- _Tâches à réaliser_:
1/ Répondez aux questions suivantes à partir du compte rendu de l'Off Festival de Jazz de Montréal :
(a) Quel rang l'édition 2018 occupe-t-elle dans l'histoire du festival ?
(b) Combien de jours le Ratchet Orchestra a-t-il passés en studio pour enregistrer son prochain album ?
(c) Chez quelle étiquette et à quel moment ce disque doit-il sortir ?
2/ Transcrivez à l'identique le passage du compte rendu de l'Off Festival commençant par « Une fois de » et se poursuivant jusqu'à « de son histoire. ».

- _Texte extrait_:
------------
Montréal, 4 au 13 octobre 2018
par Marc Chénard (avec addendum par Benjamin Goron)
Une fois de plus, l’Off Festival de Jazz de Montréal s’est déroulé en un clin d’œil, soit en deux tranches entrecoupées de deux jours de relâche suivant le premier weekend. Retour donc sur quelques faits saillants de cette édition, la dix-neuvième de son histoire.
Tout habitué d’un festival, l’Off ou tout autre, apprend avec le temps de ne jamais juger de la valeur d’un événement avant sa tenue. De toute évidence, le dévoilement d’une programmation crée des attentes, parfois élevées, mais déçues après coup, parfois dépassant les espérances d’une affiche qui ne semblait pas des plus excitantes. Il n’est donc pas rare que l’amateur se fasse ou bien surprendre par un programme qui n’éveille pas son attention particulièrement ou bien être laissé sur sa faim par un autre des plus prometteurs. Pour cet observateur, l’Off Festival 2018 se range dans la première de ces catégories, celle des attentes dépassées.
Projets spéciaux
La couverture récente de la section jazz du magazine traitait de quatre événements d’envergure inscrits sur la marquise du festival, le premier d’entre eux étant la soirée d’ouverture mettant en vedette le Ratchet Orchestra de Nicolas Caloia. Véritable point de ralliement de l’élite des improvisateurs montréalais, cette formation de plus de 15 musiciens a offert un copieux festin sonore, défilant une douzaine de compositions de son chef en plus d’une heure et demie ininterrompue. Rythmées, foisonnantes ou épurées, les pièces du chef servaient surtout de plateformes aux membres qui, à de rares exceptions près, ont pu s’illustrer en tant que solistes. Pour deux numéros, la chanteuse Kim Zombik a contribué de pétillantes vocalises, donnant un brin de soul et de swing à la prestation. Remarquons aussi que cet orchestre avait passé trois jours en studio pour enregistrer son prochain album, et ce, dans la foulée de six répètes. Pas de doute, ils étaient bien rodés et la marchandise a été livrée sur toute la ligne. Pour les absents, la première heure du concert est diffusée en ligne sur la Fabrique culturelle ; si vous vous armez d’un peu de patience, le disque sortira à la fin mars 2019 chez Ambiances magnétiques.
------------
- _Section des données_:
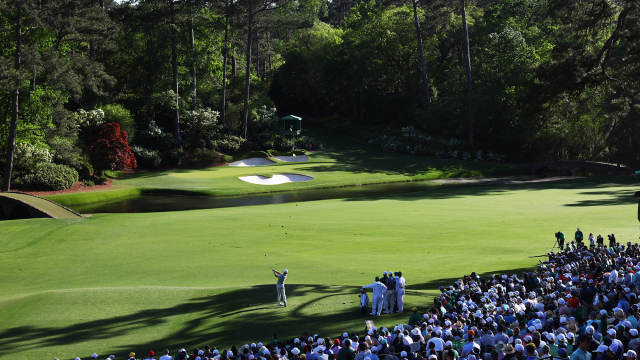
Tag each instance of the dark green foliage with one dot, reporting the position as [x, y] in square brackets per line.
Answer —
[229, 144]
[49, 176]
[173, 156]
[84, 168]
[146, 157]
[118, 114]
[112, 174]
[201, 156]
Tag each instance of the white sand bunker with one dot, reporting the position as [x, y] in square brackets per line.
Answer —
[252, 162]
[275, 179]
[298, 158]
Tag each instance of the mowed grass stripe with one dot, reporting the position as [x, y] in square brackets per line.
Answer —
[345, 162]
[146, 281]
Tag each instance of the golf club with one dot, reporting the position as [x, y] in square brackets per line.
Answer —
[269, 262]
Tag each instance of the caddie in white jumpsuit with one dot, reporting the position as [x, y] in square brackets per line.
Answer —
[390, 295]
[400, 284]
[280, 286]
[378, 293]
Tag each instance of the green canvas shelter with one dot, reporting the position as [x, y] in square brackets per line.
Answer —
[291, 125]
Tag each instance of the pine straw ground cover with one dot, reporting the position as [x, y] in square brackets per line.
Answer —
[116, 283]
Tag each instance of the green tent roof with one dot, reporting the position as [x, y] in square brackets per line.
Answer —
[291, 117]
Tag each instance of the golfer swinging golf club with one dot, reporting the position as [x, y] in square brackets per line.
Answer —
[280, 286]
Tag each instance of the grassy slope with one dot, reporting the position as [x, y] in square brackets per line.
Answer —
[345, 162]
[54, 210]
[116, 283]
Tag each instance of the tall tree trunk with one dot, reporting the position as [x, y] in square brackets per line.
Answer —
[234, 66]
[174, 58]
[425, 78]
[225, 55]
[11, 143]
[193, 67]
[257, 52]
[248, 72]
[467, 62]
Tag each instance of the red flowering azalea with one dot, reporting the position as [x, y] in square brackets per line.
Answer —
[111, 150]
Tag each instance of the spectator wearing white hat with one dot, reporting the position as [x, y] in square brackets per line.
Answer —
[389, 299]
[631, 355]
[167, 357]
[400, 286]
[280, 286]
[634, 343]
[363, 351]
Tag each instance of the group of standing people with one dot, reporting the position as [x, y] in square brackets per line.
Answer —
[578, 240]
[388, 294]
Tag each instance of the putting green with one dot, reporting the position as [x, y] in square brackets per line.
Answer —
[344, 162]
[116, 283]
------------
- _Corrigé des exercices_:
1/
(a) C'est la dix-neuvième édition.
(b) Trois jours.
(c) Chez Ambiances magnétiques, à la fin mars 2019.

2/
Une fois de plus, l’Off Festival de Jazz de Montréal s’est déroulé en un clin d’œil, soit en deux tranches entrecoupées de deux jours de relâche suivant le premier weekend. Retour donc sur quelques faits saillants de cette édition, la dix-neuvième de son histoire.